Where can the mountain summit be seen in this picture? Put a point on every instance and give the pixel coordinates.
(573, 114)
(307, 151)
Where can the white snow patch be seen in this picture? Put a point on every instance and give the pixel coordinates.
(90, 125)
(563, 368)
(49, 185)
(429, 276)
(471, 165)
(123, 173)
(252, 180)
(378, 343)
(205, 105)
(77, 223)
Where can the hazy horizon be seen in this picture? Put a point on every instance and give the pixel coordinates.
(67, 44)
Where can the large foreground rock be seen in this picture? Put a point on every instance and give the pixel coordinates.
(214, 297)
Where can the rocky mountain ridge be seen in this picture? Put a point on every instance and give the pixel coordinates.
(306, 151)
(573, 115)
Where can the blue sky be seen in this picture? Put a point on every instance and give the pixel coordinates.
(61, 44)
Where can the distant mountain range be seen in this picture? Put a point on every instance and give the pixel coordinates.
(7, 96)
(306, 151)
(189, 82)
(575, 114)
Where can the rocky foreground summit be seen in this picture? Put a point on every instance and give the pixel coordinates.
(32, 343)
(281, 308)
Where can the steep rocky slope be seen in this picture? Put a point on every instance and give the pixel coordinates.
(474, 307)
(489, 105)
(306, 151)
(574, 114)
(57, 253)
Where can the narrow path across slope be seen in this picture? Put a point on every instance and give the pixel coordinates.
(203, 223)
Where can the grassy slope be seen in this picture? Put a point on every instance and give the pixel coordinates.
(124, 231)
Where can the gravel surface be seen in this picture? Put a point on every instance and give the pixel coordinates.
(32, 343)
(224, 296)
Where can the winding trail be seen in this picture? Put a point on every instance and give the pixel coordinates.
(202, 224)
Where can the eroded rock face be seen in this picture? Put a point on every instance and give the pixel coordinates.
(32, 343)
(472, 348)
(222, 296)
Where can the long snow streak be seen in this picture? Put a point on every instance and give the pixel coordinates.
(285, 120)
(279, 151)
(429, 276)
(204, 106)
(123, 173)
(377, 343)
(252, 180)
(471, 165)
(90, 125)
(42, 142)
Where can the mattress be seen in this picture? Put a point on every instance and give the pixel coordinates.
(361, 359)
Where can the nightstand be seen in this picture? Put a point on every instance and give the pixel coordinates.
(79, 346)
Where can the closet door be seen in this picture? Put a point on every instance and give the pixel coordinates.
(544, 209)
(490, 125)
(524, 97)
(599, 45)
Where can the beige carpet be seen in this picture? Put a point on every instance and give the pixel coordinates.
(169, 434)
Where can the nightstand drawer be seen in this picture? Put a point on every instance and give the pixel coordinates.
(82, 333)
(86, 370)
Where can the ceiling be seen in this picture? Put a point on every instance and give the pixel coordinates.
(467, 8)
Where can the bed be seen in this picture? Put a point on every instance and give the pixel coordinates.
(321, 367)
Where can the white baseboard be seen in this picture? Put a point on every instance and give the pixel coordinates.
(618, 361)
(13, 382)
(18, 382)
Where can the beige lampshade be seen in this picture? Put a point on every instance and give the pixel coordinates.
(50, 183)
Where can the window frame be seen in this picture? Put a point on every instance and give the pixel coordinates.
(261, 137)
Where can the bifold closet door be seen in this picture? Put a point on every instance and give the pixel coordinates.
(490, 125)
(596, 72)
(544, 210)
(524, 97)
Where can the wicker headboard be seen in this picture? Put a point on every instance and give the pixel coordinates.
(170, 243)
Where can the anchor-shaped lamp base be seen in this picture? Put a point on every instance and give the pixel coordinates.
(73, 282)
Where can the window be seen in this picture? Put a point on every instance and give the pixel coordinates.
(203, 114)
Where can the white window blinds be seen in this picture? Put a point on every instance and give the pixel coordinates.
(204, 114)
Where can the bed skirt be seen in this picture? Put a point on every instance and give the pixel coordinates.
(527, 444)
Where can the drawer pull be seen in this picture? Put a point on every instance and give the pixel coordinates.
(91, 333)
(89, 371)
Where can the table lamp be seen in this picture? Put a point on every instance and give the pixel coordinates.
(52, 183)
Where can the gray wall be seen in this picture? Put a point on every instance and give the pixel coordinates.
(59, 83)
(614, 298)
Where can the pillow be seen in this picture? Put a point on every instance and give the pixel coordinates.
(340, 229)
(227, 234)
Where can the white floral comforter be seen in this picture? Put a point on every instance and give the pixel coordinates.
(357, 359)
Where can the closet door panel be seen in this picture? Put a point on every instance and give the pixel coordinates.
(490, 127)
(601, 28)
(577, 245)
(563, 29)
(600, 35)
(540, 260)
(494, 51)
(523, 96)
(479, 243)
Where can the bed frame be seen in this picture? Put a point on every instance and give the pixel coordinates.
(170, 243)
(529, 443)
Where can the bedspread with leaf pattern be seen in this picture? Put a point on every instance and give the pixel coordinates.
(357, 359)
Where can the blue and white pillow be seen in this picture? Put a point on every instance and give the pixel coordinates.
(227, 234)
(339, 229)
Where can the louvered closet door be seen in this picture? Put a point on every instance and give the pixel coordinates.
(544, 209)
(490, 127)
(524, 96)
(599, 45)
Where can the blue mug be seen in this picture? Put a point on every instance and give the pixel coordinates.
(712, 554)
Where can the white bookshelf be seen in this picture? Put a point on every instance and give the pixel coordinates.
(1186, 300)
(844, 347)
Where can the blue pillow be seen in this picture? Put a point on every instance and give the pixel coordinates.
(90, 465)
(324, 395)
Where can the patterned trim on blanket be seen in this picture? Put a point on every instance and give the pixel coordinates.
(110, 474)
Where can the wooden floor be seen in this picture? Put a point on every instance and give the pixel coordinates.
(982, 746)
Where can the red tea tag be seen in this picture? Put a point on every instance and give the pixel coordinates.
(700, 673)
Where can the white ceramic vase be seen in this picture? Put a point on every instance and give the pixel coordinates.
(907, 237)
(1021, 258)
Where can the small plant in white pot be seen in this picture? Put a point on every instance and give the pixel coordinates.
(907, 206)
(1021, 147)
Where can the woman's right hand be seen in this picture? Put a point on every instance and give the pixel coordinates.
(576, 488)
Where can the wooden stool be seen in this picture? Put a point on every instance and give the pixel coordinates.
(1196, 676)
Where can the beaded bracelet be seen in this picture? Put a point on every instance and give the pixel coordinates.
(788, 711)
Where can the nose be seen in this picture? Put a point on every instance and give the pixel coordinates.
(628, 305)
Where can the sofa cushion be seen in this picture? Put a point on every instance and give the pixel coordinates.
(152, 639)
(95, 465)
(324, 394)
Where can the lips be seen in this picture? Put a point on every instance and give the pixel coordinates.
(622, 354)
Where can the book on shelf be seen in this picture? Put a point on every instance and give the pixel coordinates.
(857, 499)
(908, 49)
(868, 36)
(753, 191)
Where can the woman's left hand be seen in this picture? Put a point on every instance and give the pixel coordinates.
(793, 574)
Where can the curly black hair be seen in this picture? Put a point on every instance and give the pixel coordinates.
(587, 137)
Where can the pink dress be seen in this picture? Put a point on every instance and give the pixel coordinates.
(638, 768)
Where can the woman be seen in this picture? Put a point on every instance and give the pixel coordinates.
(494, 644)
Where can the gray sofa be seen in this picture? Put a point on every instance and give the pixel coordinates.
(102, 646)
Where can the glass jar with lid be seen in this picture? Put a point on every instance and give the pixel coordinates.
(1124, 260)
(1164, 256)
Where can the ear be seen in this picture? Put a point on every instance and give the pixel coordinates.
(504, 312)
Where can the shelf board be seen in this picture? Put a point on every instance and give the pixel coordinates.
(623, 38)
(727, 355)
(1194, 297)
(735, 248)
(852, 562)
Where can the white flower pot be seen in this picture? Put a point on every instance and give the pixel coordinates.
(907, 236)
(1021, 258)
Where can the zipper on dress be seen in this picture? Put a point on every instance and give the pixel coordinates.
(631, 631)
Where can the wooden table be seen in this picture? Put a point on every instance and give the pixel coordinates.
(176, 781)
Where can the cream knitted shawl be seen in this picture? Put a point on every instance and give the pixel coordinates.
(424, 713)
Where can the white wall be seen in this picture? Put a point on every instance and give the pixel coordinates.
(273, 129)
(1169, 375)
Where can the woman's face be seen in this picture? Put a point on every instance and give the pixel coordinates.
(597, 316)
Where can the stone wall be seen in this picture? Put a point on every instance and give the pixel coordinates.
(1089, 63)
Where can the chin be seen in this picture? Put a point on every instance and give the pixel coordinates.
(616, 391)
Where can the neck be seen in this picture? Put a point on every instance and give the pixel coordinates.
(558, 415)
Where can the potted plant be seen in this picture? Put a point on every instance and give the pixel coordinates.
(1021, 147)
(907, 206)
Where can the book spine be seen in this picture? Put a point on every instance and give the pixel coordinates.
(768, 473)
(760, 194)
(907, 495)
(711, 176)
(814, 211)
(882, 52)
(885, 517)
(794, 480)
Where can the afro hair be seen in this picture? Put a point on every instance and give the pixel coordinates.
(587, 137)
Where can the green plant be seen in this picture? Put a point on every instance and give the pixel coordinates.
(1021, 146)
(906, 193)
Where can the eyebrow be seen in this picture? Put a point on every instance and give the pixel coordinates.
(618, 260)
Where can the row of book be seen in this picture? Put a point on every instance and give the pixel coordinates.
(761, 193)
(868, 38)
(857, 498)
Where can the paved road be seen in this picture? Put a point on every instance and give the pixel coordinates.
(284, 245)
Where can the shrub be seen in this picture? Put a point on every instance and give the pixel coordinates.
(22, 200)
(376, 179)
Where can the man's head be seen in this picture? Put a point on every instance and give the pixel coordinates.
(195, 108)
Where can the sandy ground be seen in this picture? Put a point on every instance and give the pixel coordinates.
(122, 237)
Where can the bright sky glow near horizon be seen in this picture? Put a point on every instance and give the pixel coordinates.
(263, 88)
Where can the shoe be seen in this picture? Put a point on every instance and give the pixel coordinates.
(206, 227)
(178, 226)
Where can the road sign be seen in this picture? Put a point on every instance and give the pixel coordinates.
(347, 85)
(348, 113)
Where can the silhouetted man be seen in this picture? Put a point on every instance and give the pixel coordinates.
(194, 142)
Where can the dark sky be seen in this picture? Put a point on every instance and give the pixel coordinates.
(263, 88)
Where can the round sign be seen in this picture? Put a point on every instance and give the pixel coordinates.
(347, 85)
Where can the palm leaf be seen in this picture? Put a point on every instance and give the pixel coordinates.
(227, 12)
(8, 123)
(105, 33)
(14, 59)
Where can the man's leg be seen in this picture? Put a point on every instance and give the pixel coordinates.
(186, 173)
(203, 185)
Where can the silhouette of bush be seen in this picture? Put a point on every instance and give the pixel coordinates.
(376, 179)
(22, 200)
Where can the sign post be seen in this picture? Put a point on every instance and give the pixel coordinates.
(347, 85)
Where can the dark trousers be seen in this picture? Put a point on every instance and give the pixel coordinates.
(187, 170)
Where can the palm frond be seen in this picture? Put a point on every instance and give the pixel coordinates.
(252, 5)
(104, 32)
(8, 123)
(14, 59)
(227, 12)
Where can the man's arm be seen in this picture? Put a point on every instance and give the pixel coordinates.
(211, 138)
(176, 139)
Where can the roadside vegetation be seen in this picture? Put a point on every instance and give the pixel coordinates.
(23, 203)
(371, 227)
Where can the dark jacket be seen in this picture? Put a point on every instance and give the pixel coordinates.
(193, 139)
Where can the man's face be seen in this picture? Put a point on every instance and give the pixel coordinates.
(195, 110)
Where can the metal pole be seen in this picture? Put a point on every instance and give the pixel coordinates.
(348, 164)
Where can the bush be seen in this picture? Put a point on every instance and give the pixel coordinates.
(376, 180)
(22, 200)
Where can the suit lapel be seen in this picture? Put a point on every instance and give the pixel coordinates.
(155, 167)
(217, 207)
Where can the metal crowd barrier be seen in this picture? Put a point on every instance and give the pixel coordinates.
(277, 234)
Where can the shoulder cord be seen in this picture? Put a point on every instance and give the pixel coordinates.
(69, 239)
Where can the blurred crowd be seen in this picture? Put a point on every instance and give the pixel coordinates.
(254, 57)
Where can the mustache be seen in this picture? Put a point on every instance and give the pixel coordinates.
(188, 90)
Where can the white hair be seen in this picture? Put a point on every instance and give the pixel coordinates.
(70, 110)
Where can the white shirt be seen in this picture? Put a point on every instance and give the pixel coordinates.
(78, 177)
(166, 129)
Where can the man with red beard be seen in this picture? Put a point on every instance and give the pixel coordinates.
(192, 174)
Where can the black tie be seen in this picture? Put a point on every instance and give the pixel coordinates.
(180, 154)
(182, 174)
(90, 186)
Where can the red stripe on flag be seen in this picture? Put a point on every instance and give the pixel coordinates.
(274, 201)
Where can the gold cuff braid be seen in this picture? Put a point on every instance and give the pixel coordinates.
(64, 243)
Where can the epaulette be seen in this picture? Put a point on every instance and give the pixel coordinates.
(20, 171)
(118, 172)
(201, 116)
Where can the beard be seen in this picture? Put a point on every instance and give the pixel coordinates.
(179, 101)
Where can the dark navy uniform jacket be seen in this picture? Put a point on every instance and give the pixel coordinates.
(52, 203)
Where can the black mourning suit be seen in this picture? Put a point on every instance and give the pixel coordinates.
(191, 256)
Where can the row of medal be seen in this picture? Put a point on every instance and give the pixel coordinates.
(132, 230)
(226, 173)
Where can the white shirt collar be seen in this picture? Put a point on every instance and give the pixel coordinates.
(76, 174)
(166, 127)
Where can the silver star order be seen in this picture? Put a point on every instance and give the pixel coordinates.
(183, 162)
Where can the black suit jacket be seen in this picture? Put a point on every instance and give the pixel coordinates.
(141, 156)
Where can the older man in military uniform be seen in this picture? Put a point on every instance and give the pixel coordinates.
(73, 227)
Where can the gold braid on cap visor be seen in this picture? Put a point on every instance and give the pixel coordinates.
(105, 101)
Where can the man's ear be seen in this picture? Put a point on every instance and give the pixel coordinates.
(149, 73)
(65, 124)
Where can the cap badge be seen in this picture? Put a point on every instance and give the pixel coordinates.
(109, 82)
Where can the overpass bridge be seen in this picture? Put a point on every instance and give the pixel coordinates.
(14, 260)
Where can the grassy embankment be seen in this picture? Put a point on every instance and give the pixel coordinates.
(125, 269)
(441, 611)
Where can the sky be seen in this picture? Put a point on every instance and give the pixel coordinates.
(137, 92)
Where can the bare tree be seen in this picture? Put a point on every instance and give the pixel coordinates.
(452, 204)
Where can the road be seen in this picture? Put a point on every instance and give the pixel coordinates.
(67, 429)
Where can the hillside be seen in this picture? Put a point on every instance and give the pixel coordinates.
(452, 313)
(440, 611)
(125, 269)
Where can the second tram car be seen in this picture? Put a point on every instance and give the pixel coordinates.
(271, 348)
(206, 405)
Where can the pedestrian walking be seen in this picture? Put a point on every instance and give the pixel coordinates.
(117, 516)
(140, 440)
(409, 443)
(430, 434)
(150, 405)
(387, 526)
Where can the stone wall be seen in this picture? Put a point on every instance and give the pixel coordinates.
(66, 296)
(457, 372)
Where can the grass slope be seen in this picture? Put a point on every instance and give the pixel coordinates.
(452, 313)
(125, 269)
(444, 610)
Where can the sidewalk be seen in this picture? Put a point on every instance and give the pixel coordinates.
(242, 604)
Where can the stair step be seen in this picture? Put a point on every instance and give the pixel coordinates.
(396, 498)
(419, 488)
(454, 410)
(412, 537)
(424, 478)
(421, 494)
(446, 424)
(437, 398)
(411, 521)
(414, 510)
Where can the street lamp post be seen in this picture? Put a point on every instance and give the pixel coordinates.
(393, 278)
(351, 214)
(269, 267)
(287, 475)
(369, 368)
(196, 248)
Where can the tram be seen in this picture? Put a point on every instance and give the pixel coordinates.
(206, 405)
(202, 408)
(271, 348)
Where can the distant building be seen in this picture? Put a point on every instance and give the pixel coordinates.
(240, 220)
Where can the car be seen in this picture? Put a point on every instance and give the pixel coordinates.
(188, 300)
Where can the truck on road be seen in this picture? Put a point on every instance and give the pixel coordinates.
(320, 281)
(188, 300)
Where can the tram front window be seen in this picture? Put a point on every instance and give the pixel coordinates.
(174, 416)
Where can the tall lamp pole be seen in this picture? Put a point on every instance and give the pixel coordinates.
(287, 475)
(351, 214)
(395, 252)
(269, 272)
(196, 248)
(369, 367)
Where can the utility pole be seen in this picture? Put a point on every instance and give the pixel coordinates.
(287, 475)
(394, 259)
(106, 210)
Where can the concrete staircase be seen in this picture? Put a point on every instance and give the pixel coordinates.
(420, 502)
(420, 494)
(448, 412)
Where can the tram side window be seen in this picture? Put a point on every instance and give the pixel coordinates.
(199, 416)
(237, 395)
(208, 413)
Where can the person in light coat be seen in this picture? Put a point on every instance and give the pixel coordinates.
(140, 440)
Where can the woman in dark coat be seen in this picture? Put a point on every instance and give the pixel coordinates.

========================================

§ Challenge: Return, word for word, each line from the line that contains "Where can the utility" to the end of the listing above; include both end lines and nothing else.

§ Finished exercise:
Where can the utility pole be seen in this picture? Put a point on every instance and give the pixel coordinates.
(287, 475)
(394, 259)
(106, 210)
Where can the concrete staircase be seen in this picture? Put a point on every instance and give the pixel coordinates.
(420, 502)
(420, 494)
(448, 412)
Where can the tram side window be seen in this picture? Put a point on every instance and give the pixel coordinates.
(199, 416)
(237, 395)
(208, 413)
Where can the person in light coat be seen in this picture? Put a point on every instance and give the pixel coordinates.
(140, 440)
Where can the woman in dark coat be seen in this picture? Put a point on every instance and give the pixel coordinates.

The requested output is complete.